TASK STATEMENT -
Please return every line from the entries that has the string "countertop" in it.

**** RECORDS SHOWN

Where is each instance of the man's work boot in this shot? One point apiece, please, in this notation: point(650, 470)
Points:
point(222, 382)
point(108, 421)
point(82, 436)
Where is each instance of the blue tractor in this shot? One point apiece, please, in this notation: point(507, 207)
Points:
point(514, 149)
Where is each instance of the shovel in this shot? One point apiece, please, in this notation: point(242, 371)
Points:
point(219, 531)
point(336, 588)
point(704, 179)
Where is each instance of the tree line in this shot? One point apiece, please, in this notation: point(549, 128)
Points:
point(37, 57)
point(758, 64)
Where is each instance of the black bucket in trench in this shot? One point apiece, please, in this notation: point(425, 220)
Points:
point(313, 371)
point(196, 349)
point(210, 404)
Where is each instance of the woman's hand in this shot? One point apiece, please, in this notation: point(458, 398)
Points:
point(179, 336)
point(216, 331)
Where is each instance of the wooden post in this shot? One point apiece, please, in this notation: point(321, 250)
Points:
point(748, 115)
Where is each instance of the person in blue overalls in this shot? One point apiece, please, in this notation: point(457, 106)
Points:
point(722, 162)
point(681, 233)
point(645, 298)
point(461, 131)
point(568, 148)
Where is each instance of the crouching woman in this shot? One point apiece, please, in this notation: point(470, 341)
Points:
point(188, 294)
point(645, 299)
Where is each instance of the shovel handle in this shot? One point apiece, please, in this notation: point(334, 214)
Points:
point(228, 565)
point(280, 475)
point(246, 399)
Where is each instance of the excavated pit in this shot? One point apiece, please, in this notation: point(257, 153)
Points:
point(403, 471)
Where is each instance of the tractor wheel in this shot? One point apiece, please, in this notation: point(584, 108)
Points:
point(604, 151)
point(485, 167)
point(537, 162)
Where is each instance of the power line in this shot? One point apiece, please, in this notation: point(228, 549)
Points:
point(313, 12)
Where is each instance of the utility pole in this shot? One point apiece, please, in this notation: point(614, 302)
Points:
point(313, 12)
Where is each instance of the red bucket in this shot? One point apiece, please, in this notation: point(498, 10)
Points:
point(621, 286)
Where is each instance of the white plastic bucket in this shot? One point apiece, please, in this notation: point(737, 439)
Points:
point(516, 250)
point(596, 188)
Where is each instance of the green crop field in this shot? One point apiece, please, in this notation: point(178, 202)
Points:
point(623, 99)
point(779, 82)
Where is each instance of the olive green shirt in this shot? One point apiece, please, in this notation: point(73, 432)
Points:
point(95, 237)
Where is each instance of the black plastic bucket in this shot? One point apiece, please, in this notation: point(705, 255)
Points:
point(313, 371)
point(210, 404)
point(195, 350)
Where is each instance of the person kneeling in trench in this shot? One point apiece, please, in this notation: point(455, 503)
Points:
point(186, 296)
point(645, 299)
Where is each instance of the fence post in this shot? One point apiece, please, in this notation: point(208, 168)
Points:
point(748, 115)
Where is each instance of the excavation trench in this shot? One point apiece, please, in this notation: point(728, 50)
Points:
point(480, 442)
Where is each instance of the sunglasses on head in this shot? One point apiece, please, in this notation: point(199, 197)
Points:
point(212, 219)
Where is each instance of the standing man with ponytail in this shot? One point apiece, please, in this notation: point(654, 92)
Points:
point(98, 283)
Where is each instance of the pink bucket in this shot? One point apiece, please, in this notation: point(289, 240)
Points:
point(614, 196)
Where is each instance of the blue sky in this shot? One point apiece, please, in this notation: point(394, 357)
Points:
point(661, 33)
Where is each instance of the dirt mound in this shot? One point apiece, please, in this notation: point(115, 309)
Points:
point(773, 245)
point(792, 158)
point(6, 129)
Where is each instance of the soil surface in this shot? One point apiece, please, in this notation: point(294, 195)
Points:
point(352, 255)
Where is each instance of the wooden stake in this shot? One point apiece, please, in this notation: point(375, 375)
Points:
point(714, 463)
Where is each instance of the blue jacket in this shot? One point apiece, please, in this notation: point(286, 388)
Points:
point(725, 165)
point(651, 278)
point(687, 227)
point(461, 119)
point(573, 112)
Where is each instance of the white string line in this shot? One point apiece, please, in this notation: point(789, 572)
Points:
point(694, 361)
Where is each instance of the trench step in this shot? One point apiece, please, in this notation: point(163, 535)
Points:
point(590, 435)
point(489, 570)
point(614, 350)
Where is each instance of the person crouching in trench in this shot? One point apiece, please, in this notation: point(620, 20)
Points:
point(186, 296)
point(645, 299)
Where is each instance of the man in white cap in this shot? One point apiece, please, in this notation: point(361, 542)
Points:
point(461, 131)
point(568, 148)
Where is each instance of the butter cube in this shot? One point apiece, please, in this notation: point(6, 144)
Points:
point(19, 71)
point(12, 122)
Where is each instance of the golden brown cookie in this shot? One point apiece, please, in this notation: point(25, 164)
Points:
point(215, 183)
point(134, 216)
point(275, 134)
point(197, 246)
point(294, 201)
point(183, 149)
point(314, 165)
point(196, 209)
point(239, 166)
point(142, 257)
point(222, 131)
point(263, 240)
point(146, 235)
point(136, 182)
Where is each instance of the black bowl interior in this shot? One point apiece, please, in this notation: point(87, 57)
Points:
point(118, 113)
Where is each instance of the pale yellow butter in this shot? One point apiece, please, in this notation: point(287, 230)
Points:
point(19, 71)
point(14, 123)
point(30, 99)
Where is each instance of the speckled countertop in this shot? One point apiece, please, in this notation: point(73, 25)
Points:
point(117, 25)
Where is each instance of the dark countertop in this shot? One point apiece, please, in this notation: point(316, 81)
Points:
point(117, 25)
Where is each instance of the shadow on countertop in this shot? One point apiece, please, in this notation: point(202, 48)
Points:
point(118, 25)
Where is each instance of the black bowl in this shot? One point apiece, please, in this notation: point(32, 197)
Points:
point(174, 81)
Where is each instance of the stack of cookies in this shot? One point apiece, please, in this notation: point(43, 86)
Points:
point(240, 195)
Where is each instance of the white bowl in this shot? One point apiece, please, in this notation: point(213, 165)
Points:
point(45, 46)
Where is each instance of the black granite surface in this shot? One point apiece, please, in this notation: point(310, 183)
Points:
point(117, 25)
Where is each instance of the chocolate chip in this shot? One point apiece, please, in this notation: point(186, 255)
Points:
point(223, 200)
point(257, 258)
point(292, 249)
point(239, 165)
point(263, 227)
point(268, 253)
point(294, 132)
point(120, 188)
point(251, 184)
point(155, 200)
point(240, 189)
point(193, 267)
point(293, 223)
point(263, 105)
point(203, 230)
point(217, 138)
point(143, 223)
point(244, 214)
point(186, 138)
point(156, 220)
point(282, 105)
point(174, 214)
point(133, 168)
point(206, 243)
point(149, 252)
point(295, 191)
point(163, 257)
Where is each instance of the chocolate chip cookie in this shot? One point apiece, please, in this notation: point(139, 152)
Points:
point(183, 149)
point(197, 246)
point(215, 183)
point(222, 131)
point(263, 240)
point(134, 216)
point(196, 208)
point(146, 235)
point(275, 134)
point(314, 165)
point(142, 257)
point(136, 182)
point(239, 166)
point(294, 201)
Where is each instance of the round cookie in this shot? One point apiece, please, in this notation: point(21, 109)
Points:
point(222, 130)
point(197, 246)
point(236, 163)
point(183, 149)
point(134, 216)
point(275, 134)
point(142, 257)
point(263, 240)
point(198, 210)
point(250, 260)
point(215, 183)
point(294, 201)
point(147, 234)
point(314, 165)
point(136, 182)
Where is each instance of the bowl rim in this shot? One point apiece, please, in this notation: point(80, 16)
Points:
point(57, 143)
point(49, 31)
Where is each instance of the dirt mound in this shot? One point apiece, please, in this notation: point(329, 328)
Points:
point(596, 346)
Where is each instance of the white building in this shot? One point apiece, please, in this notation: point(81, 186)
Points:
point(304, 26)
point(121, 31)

********

SOLVED PROBLEM -
Where is each instance of the speckled countertop in this shot? One point apiece, please, in this notation: point(73, 25)
Where is each instance of the dark countertop in this shot? One point apiece, please, in this notation: point(316, 81)
Where is each instance of the shadow on countertop in this shot? One point apiece, please, in this notation: point(202, 48)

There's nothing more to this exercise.